━━━━━ TEXT ━━━━━

In Israel today, Arab citizens of the state are not drafted into the army since it is assumed that this would cause a security problem.  Ameer Abu Ria from Sakhnin in the Galilee, however, is different.  His grandfather and father and all of his father's siblings served in the Israeli army. 

The film, Ameer Got His Gun בני דודים לנשק, directed by Naomi Levari, opens with Ameer about to volunteer for the army.  He goes to the induction center to begin the process.  We follow him through basic training and then he joins the Border Police and gets assigned to Hebron.  Ameer did not want to have to serve anywhere in the West Bank where he would come in conflict with other Palestinians, and the time that he spends in Hebron is not easy for him.

Ameer's family is Muslim but not religious.  In fact, there's a scene in the film in which Ameer is kneeling on the rug and the viewer expects him to begin to pray, but instead he leans over and does push-ups, as he is preparing for his upcoming basic training.  The viewer meets the family. Ameer's mother, for whom the thought of her son going off to combat is quite difficult, takes time to sit and talk with him. She says she will miss him and when he points out that the house is full with siblings she says that each child has a special place in her heart and in the home. Ameer also talks to  his uncle who shares his own experiences, recalling that because he served in the army, people called him a traitor. After his service, he had to work very hard to regain respect in the community and today, the uncle would not want his own son to serve. In a quiet moment, Ameer's father, who is a main figure in the film and very supportive of his son's induction, is troubled by the fact that "the Israeli Jews don't know the Arabs, don't know that we're human beings with feelings."

━━━━━

§ **REQUIRED ACTIONS**:
1. Answer these questions from the film review:
(a) Which town is Ameer Abu Ria from?
(b) After basic training, which force does Ameer join, and where is he assigned?
(c) In the scene on the rug, what does Ameer do instead of praying?
2. Continue the film review about Ameer Abu Ria from its last sentence.
The listing after this sentence has nothing to do with the film review.

━━━━━ DATA PROVIDED ━━━━━

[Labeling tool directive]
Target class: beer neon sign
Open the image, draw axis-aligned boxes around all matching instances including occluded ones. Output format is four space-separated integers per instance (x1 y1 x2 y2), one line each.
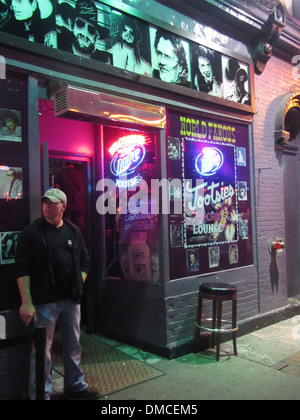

━━━━━

§ **ANSWERS GIVEN**:
1.
(a) Sakhnin in the Galilee.
(b) He joins the Border Police and is assigned to Hebron.
(c) He does push-ups to prepare for basic training.

2.
Although volunteering for the army obviously ostracized his father and his uncle from the community, Ameer believes that this is the only way to achieve true equality and he wants to serve his country.  He sings Hebrew songs, did well in Hebrew studies and civics in high school and the family flies an Israeli flag from their balcony.

Real life in the Border Patrol is not so simple.  But Ameer is a special young man, filled with optimism, and he takes all of the joking in good spirit and lets all of the anti-Arab feeling that he encounters just roll off him.  Even though he realizes that in the future, his children and the children of his fellow combat buddies will not know each other, he concludes the film by saying, "I'm not in the army to kill, I'm in the army to make a change."

Ameer Got His Gun, which premiered at the Jerusalem Film Festival, is a documentary film (58 minutes) and is available from Black Sheep Film Productions.